Brown on trial, painting by David C Lithgow,
Essex County Historical Society,
Certainly John Brown was found guilty of treason by the State of Virginia. The legal rationale behind this charge was that even though Brown was not a Virginian, he could be guilty of treason because he had previously enjoyed the privileges and freedoms offered him by the state. So, as a U.S. citizen, he had an equal loyalty to the states of the union individually. Students are advised to read Brian McGinty's book, JOHN BROWN'S TRIAL. Of course, this argument is debatable and certainly was convenient to the pro-slavery side of the case. But there was some precedent in the U.S. constitution for this charge. A related issue is that John Brown invaded a federal facility on federal grounds in Virginia, and yet the President of the U.S. let Virginia prosecute Brown without involving federal jurisdiction. There were certainly politically pro-slavery reasons for this strategy.
Not clear about the second part of the question, "was his reason valid?" If the question actually was supposed to mean, "was this reason valid?" then perhaps what has been discussed so far should suffice in basic terms. Once again, students should read the McGinty book, which is the first extended study about Brown's trial and will probably be the definitive work for a long time.
But if the second part of the question pertains to John Brown's reasons for invading Virginia, then of course there is room for more discussion and debate.
To start with, a purely legalistic and typically conservative reading would conclude that Brown was wrong. People arguing from this position would say that laws are laws, and we are a nation of laws, and that violating the rule of law destroys the essence of the nation--therefore Brown must be judged first and last a criminal. But this view tends to be amoral, it is indifferent to human reality as well as the centrality of moral convictions, especially in a society like the U.S. whose founders made appeals to philosophy, politics, and theology.
Thus, if one puts laws above everything else, then any law that is passed remains sacrosanct, no matter how wrong or bad it is. This locks humans into a position of obeying laws put into place by unjust or immoral leaders, as has often happened in human history.

### WHAT NEEDS TO BE DONE
Which book does the passage on John Brown's trial advise students to read? The records that follow were drawn from a separate source.

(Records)
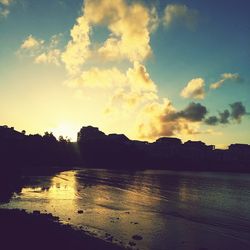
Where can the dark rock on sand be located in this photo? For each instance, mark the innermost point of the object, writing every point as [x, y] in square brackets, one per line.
[20, 230]
[137, 237]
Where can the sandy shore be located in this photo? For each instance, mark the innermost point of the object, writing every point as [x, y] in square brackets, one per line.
[20, 230]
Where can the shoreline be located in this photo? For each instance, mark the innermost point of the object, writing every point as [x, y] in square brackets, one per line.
[21, 230]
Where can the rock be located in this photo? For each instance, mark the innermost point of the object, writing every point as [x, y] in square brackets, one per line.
[36, 212]
[131, 243]
[137, 237]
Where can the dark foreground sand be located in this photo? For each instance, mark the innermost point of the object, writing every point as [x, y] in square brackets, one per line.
[19, 230]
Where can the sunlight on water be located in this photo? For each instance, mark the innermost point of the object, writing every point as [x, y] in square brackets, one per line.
[162, 207]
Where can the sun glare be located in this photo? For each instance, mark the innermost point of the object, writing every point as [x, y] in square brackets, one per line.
[66, 129]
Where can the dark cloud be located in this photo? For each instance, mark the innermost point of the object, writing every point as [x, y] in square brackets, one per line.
[224, 116]
[212, 120]
[193, 112]
[237, 111]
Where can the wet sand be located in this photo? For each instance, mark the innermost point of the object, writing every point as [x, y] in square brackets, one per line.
[20, 230]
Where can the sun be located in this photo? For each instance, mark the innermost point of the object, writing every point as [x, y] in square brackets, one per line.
[66, 129]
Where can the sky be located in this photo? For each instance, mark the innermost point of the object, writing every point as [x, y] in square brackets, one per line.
[146, 69]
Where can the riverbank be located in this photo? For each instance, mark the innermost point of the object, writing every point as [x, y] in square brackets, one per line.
[20, 230]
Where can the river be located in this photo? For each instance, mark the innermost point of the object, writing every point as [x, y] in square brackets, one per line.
[164, 209]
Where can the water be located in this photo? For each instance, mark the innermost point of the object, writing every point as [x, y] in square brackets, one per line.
[170, 210]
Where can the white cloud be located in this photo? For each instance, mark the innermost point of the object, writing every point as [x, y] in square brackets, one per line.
[77, 50]
[180, 13]
[129, 25]
[31, 42]
[226, 77]
[51, 57]
[4, 8]
[5, 2]
[194, 89]
[4, 12]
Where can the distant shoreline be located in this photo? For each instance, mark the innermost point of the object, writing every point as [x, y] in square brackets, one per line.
[20, 230]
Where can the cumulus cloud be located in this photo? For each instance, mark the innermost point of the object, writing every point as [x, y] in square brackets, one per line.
[162, 119]
[51, 57]
[238, 110]
[194, 89]
[194, 112]
[129, 25]
[226, 77]
[222, 118]
[77, 50]
[31, 42]
[4, 8]
[180, 14]
[42, 52]
[5, 2]
[97, 77]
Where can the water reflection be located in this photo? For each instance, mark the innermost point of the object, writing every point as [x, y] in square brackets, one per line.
[163, 207]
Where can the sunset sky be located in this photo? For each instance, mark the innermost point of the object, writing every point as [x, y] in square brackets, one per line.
[143, 68]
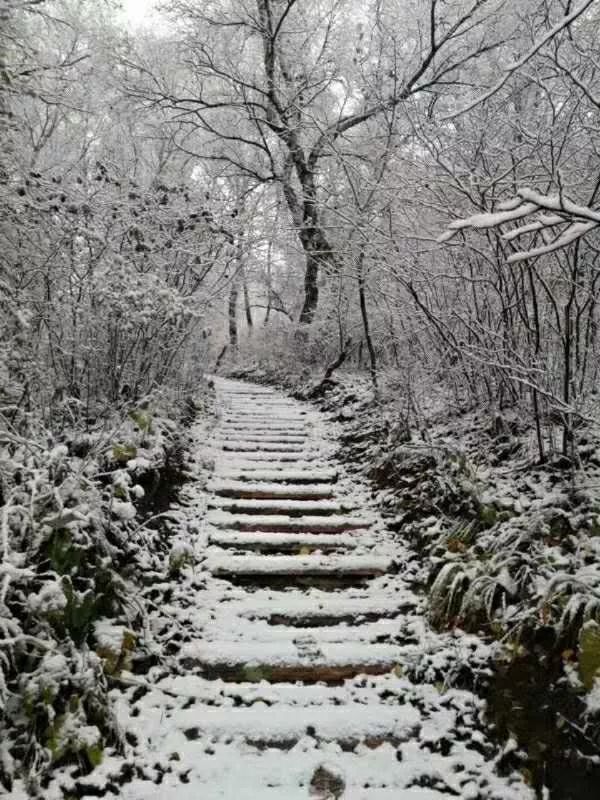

### ANSWER TO THE PROBLEM
Brian McGinty's book, JOHN BROWN'S TRIAL.